=== Task brief ===
Can you reproduce every one of the records below line for line, without changing a single character?

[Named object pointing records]
——

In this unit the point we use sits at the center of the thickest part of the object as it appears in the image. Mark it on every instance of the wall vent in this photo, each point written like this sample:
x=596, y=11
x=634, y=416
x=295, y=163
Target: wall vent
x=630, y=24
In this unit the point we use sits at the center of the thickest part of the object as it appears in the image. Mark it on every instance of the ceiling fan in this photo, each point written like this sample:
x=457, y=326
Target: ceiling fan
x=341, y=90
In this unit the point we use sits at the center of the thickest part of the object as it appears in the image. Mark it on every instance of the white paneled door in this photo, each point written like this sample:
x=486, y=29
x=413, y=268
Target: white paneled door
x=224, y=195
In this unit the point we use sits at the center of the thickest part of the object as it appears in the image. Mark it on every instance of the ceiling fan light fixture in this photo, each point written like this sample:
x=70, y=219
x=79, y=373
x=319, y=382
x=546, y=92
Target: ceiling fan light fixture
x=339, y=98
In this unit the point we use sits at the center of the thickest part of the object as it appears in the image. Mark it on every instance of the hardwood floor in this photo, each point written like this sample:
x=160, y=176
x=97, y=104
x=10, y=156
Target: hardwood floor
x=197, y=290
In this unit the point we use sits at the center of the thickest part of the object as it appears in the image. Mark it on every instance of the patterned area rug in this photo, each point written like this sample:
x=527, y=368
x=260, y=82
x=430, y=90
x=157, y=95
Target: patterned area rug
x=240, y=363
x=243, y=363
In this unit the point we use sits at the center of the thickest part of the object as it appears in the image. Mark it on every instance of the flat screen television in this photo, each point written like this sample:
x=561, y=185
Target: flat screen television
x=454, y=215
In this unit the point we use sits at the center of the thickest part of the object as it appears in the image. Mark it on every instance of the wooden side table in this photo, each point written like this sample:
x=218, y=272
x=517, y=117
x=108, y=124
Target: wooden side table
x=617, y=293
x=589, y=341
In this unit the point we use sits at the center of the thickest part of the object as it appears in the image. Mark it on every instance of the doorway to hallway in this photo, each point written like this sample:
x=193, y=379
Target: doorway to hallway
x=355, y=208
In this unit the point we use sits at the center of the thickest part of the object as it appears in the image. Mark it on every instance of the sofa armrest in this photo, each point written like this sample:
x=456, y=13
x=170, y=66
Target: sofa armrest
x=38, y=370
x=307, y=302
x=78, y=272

——

=== Result of this exercise ===
In this unit the point we use sits at the center of the thickest part of the object as it appears in the image. Mark it on every instance of the wall vent in this photo, each point written like this sample:
x=596, y=11
x=634, y=416
x=295, y=163
Target: wall vent
x=630, y=24
In this unit the point we use sits at the center of the thickest part of the object as it appears in the image. Mark it on every instance of the ceiling fan in this photo, each point written like this sample:
x=457, y=326
Target: ceiling fan
x=341, y=90
In this unit the point we use sits at the center of the thickest part of the object as it appears in the image. Mark it on every instance of the white paneled door in this photo, each point written like this sample:
x=486, y=29
x=413, y=268
Target: white paneled door
x=224, y=195
In this unit the point we use sits at the center of the thickest part of the object as it appears in the image. Mark it on every instance of the ceiling fan light fixture in this photo, each point written like this sample:
x=70, y=219
x=79, y=373
x=319, y=382
x=546, y=92
Target: ceiling fan light fixture
x=339, y=98
In this unit the point we use sits at the center of the thickest part of the object as it appears in the image. Mark it on every instance of the hardwood floor in this photo, each point written like this sample:
x=160, y=176
x=97, y=104
x=10, y=156
Target: hardwood floor
x=197, y=290
In this unit the point we use sits at the center of the thickest part of the object as it appears in the image. Mark it on every instance of the patterned area rug in this photo, each point written like this sample:
x=527, y=368
x=260, y=82
x=430, y=90
x=157, y=95
Target: patterned area rug
x=240, y=363
x=243, y=363
In this unit the point we use sits at the center of the thickest part of the object as it appears in the image. Mark it on every instance of the flat screen television in this photo, each point written like this sample:
x=561, y=185
Target: flat screen television
x=454, y=215
In this unit the point we use sits at the center of the thickest part of the object as it appears in the image. Mark it on every instance of the wooden side table in this photo, each point written like this sample:
x=218, y=272
x=517, y=117
x=108, y=124
Target: wooden side table
x=617, y=293
x=589, y=341
In this unit the point we use sits at the center of the thickest part of the object as it appears in the image. Mark it on every instance of the doorway to hallway in this photo, each point written like this sample:
x=193, y=379
Target: doorway to hallway
x=355, y=208
In this unit the point we use sits at the center of the thickest part of the object as it appears in the image. Mark it on every instance of the sofa armrest in this photo, each point written like this sample:
x=456, y=13
x=170, y=66
Target: sofa armrest
x=38, y=370
x=307, y=302
x=78, y=272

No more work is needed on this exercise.